## Exercise instructions
What's needed is the listing below, repeated word for word with no pictures.

## Task material
►
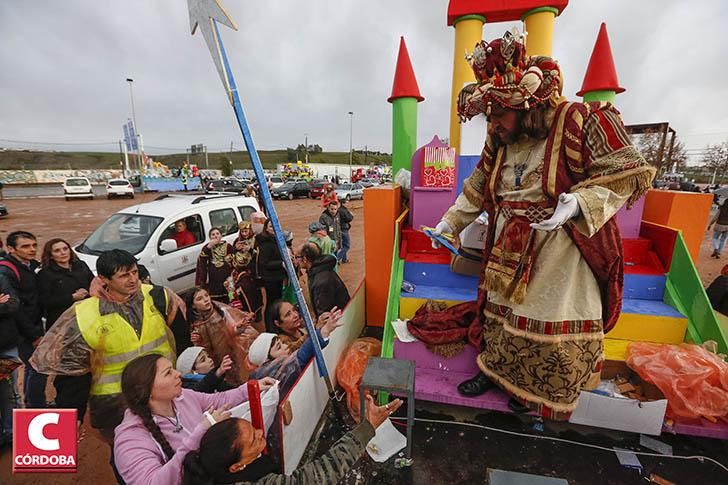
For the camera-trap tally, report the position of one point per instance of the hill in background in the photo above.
(37, 160)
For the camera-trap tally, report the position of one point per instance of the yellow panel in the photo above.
(408, 306)
(615, 349)
(648, 328)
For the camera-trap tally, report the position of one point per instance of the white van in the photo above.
(146, 230)
(77, 187)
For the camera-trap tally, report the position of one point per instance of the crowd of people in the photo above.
(148, 364)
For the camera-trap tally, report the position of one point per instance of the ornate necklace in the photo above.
(177, 425)
(519, 168)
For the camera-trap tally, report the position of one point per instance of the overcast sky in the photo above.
(301, 66)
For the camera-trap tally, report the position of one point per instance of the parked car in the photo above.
(291, 190)
(226, 185)
(145, 230)
(318, 187)
(276, 181)
(77, 188)
(368, 182)
(350, 191)
(119, 188)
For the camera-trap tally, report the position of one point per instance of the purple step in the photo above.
(437, 386)
(463, 363)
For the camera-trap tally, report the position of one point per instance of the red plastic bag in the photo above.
(694, 380)
(351, 369)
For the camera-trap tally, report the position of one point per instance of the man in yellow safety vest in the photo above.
(91, 343)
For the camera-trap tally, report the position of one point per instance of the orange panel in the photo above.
(657, 206)
(690, 213)
(686, 211)
(382, 206)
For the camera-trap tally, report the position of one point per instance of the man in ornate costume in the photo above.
(551, 176)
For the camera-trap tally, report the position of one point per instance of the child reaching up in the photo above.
(199, 372)
(274, 357)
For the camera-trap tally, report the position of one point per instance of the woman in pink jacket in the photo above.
(163, 421)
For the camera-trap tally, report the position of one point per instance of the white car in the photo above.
(119, 188)
(77, 188)
(147, 231)
(276, 181)
(349, 191)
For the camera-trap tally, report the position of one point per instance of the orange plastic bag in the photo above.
(694, 380)
(351, 369)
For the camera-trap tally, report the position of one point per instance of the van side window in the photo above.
(187, 231)
(245, 211)
(225, 220)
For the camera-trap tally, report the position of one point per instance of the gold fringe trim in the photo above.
(542, 338)
(635, 181)
(523, 394)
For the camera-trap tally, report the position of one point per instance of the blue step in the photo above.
(650, 308)
(437, 275)
(644, 287)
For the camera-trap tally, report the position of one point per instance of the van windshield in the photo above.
(129, 232)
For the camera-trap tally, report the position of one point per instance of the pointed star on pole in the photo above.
(202, 15)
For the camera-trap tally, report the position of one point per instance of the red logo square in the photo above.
(44, 440)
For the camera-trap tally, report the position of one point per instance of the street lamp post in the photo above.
(136, 132)
(351, 137)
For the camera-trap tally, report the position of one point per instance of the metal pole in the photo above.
(351, 138)
(126, 160)
(270, 208)
(136, 130)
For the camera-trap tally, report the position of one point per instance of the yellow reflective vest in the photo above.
(115, 343)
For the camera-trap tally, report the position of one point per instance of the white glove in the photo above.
(567, 208)
(440, 228)
(482, 218)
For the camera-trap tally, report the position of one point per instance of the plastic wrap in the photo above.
(351, 369)
(694, 380)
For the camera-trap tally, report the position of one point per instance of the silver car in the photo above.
(350, 191)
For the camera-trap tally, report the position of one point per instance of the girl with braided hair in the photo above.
(163, 421)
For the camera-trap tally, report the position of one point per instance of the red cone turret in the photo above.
(405, 83)
(601, 75)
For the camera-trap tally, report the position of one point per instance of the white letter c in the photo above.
(35, 432)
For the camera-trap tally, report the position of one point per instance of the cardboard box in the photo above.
(619, 413)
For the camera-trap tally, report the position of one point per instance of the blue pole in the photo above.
(268, 203)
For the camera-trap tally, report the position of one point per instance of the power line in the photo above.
(59, 143)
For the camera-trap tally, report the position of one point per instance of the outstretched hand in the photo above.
(442, 227)
(376, 415)
(332, 322)
(225, 365)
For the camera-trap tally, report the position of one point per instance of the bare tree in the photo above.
(716, 159)
(660, 157)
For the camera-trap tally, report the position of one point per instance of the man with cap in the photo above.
(245, 275)
(551, 176)
(331, 220)
(320, 237)
(326, 289)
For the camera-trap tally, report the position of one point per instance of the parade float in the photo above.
(663, 300)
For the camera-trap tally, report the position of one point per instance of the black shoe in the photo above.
(476, 386)
(517, 407)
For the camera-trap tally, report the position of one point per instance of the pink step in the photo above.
(463, 363)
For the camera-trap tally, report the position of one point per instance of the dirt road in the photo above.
(74, 220)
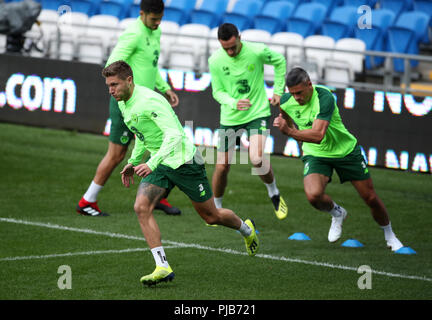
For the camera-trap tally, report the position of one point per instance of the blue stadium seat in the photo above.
(397, 6)
(53, 4)
(341, 23)
(210, 13)
(116, 8)
(358, 3)
(329, 4)
(274, 15)
(179, 10)
(307, 19)
(242, 13)
(426, 7)
(376, 36)
(89, 7)
(405, 35)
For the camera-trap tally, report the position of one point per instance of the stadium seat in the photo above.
(256, 35)
(315, 54)
(288, 43)
(329, 5)
(376, 36)
(54, 4)
(405, 35)
(116, 8)
(397, 6)
(169, 31)
(209, 13)
(178, 10)
(273, 16)
(340, 69)
(188, 52)
(341, 23)
(307, 19)
(426, 7)
(242, 13)
(93, 46)
(89, 7)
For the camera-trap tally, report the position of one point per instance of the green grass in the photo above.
(44, 173)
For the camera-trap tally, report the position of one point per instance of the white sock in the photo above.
(245, 230)
(92, 192)
(160, 257)
(272, 188)
(218, 202)
(388, 232)
(335, 212)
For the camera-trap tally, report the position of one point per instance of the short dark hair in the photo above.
(226, 31)
(296, 76)
(152, 6)
(118, 68)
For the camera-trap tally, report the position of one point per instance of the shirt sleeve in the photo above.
(172, 137)
(277, 60)
(124, 48)
(218, 90)
(327, 105)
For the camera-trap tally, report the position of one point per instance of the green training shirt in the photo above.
(139, 46)
(157, 129)
(338, 141)
(242, 77)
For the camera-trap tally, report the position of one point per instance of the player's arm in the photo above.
(218, 89)
(313, 135)
(278, 61)
(172, 140)
(124, 48)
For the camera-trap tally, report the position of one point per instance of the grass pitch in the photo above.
(44, 173)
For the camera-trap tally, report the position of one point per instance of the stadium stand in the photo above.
(242, 13)
(405, 35)
(307, 19)
(273, 17)
(179, 11)
(341, 23)
(209, 13)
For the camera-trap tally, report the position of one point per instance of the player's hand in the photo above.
(243, 104)
(172, 98)
(142, 170)
(281, 123)
(275, 101)
(127, 175)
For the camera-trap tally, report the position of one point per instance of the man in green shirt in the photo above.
(328, 145)
(139, 45)
(173, 161)
(237, 71)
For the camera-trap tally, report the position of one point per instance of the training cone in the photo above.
(405, 250)
(298, 236)
(352, 243)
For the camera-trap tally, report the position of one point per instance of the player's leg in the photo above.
(264, 170)
(379, 212)
(148, 195)
(317, 175)
(226, 217)
(119, 140)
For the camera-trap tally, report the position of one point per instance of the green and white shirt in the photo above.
(139, 46)
(338, 141)
(157, 129)
(242, 77)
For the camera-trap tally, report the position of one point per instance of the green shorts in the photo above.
(119, 132)
(229, 134)
(349, 168)
(191, 178)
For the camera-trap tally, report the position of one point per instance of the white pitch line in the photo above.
(83, 253)
(223, 250)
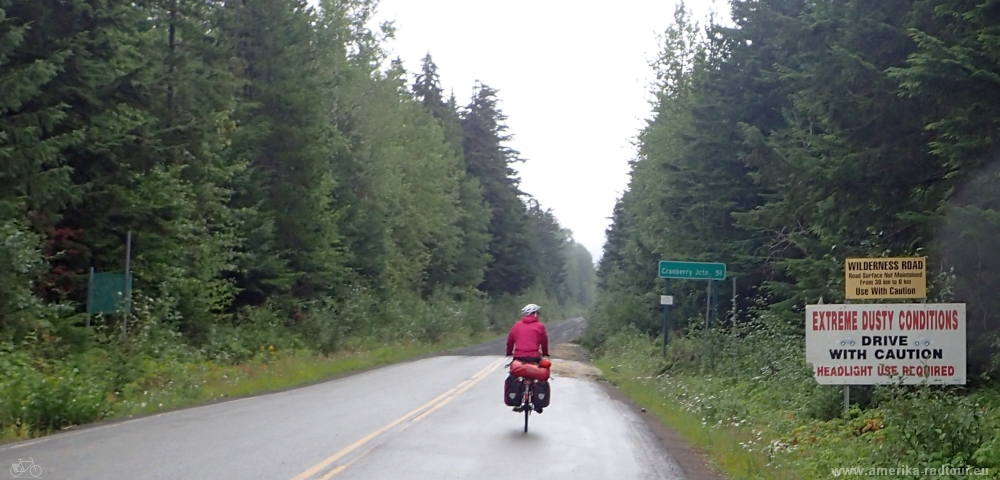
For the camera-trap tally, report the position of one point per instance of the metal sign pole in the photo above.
(128, 283)
(666, 315)
(847, 388)
(90, 295)
(708, 306)
(734, 301)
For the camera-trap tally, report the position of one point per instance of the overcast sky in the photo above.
(573, 79)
◄
## Answer space
For the camera-trap tally, report the position of one point per instance of the hill in background in the photo above.
(37, 160)
For the camera-trap tally, report the position of one point per instance of the yellow panel in the photo above.
(408, 306)
(615, 349)
(648, 328)
For the camera-trap tally, report the position of one point per instance of the white van in the photo above.
(146, 230)
(77, 187)
For the camera-trap tally, report the position of one point per instance of the crowd of people in the photo above.
(148, 364)
For the camera-trap tally, report the position of one point per instance of the ornate necklace in the photo above.
(177, 425)
(519, 168)
For the camera-trap tally, report the position of one point per instance of the overcast sky in the photo above.
(301, 66)
For the camera-trap tally, report the position of one point per instance of the parked car in the photo above.
(291, 190)
(226, 185)
(145, 230)
(318, 187)
(276, 181)
(77, 188)
(368, 182)
(350, 191)
(119, 188)
For the camera-trap tally, report the position of one point per instance of the purple step in the photo above.
(437, 386)
(463, 363)
For the camera-trap tally, report the position of one point per instance of the red plastic bag in the photo above.
(694, 380)
(351, 369)
For the camera-trap tally, report the position of one point per instance of the man in yellow safety vest in the photo above.
(91, 343)
For the camera-trap tally, report the position of one point per instance of the orange panel in the photo above.
(657, 206)
(690, 213)
(686, 211)
(382, 206)
For the camera-trap tally, report the position of one point per instance of the man in ornate costume in the photo above.
(551, 176)
For the camera-trap tally, report the position of one point per instance of the child reaching up in the photo above.
(199, 372)
(274, 357)
For the camera-trap tally, report the position of one point per instance of the woman in pink jacket in the photo above.
(163, 421)
For the camera-trap tally, report the position of one point per instance of the white car in the photo above.
(119, 188)
(77, 188)
(147, 231)
(276, 181)
(349, 191)
For the camera-trap tally, report the position of one point per instance of the orange plastic bag in the photo above.
(694, 380)
(351, 369)
For the camera-trap tally, report the position of one point per instance of the van side window in the photo above.
(187, 231)
(245, 211)
(225, 220)
For the camera-trap tally, report the position of one point per instance of the gold fringe trim in the photo above.
(542, 338)
(635, 181)
(523, 394)
For the camera-trap tally, report the position of one point per instance of the blue step in the photo above.
(650, 308)
(437, 275)
(644, 287)
For the camera-trap tally, report the position of one point per instance of the van windshield in the photo above.
(129, 232)
For the camera-trap tally, report the position of one point per instance of the pointed star on pole in the photo above.
(202, 15)
For the camera-trap tally, report the position of one point per instance of the red logo square in the photo above.
(44, 440)
For the camera-trap tally, report the position of one point per instance of the street lamp post in the photo above.
(136, 132)
(351, 137)
For the camera-trap tally, report the position of one point per instance of the metal pole in the photo above.
(351, 138)
(126, 160)
(270, 208)
(136, 130)
For the camera-trap tally, report the position of one point per instance of the yellow reflective vest in the photo above.
(115, 343)
For the camera-trap tally, report the position of one point per instance of the white glove in the photo above.
(567, 208)
(440, 228)
(482, 218)
For the camera-trap tally, report the position of one point per instance of the plastic wrap in the photo above.
(351, 369)
(694, 380)
For the camera-trap tally, report the position of one point per instance of the silver car in the photo above.
(350, 191)
For the camera-trap tally, report the position of one point per instance of the girl with braided hair in the photo above.
(163, 421)
For the camera-trap tally, report the position of one point per instance of the red cone turret in the photo above.
(405, 83)
(601, 75)
For the camera-trap tally, report the position of one point per instance of the white letter c in the photo above.
(35, 432)
For the camera-trap tally, report the position of one point per instance of the cardboard box in the photo above.
(619, 413)
For the camera-trap tally, report the position of one point per instance of the blue pole in the photo above.
(268, 203)
For the camera-trap tally, report the position of one point per instance of the power line in the photo above.
(59, 143)
For the camera-trap tally, report the position of one point per instance of the outstretched hand in the photo above.
(442, 227)
(376, 415)
(332, 322)
(225, 365)
For the camera-trap tally, report the position of one point per instance of the bare tree in the photo above.
(716, 159)
(660, 157)
For the camera-trap tally, report the position of one point per instance of the man with cap in the photo above.
(245, 275)
(551, 176)
(331, 220)
(320, 237)
(326, 289)
For the camera-trap tally, report the position of one point per instance of the parade float in the photo above.
(663, 300)
For the camera-trap tally, report the position of one point per instance of the black shoe in the photo above.
(476, 386)
(517, 407)
For the camera-trap tally, report the position of one point per instance of the pink step in the photo above.
(463, 363)
For the camera-trap tally, report the position of one point per instance of the dirt road in the photo above.
(74, 220)
For the camera-trap tally, report the position of one point per instance of the blue stadium seat in the photo above.
(397, 6)
(53, 4)
(341, 23)
(210, 13)
(116, 8)
(358, 3)
(329, 4)
(274, 15)
(179, 10)
(307, 19)
(242, 13)
(426, 7)
(376, 36)
(89, 7)
(405, 35)
For the camera-trap tally, report the position of one point per instance of the stadium seat in the photo above.
(256, 35)
(315, 54)
(288, 43)
(329, 5)
(376, 36)
(54, 4)
(405, 35)
(116, 8)
(397, 6)
(169, 31)
(209, 13)
(178, 10)
(273, 16)
(340, 69)
(188, 52)
(341, 23)
(307, 19)
(426, 7)
(242, 13)
(93, 46)
(89, 7)
For the camera-trap tally, report the position of one point per instance of the green grass in the photo above.
(44, 173)
For the camera-trap tally, report the position of one point per instance of the white sock in the photo above.
(245, 230)
(92, 192)
(160, 257)
(272, 188)
(218, 202)
(388, 232)
(335, 212)
For the camera-trap tally, report the position of one point per instance of the short dark hair in the photo above.
(226, 31)
(296, 76)
(152, 6)
(118, 68)
For the camera-trap tally, report the position of one point per instance of the shirt sleeve in the photo above.
(172, 137)
(277, 60)
(124, 48)
(218, 90)
(327, 105)
For the camera-trap tally, report the position of one point per instance of the green training shirt in the photo above.
(139, 46)
(157, 129)
(338, 141)
(242, 77)
For the camera-trap tally, report the position of one point per instance of the player's arm in the photo above.
(218, 89)
(313, 135)
(278, 61)
(172, 140)
(124, 48)
For the camera-trap tally, report the position of one point per instance of the grass pitch in the photo above.
(44, 173)
For the camera-trap tally, report the position of one point per instance of the stadium stand in the photo above.
(242, 13)
(405, 35)
(307, 19)
(273, 17)
(179, 11)
(341, 23)
(209, 13)
For the camera-trap tally, report the position of one point per instance of the player's hand in the photo above.
(243, 104)
(172, 98)
(142, 170)
(281, 123)
(275, 101)
(127, 175)
For the camera-trap tally, report the position of one point per instance of the man in green shirt in the photo above.
(328, 145)
(139, 45)
(173, 161)
(237, 71)
For the camera-trap tally, report the position of one point per instance of the training cone in the photo above.
(405, 250)
(298, 236)
(352, 243)
For the camera-trap tally, report the position of one point per instance of the player's leg in the photo above.
(264, 170)
(379, 212)
(148, 195)
(317, 175)
(226, 217)
(119, 140)
For the camera-trap tally, report the position of one point per instance of the green and white shirt in the photo above.
(139, 46)
(338, 141)
(157, 129)
(242, 77)
For the camera-trap tally, report the position of one point per instance of the green shorts in the photo above.
(119, 132)
(229, 134)
(349, 168)
(191, 178)
For the camera-trap tally, report the position of one point per instance of the white pitch line in the photo above.
(83, 253)
(223, 250)
For the camera-trap tally, report the position of one point per instance of the metal sign pole in the photo above.
(128, 283)
(666, 315)
(847, 388)
(90, 295)
(708, 306)
(734, 301)
For the camera-trap tally, report the position of one point per instance of the overcast sky in the photo above.
(573, 79)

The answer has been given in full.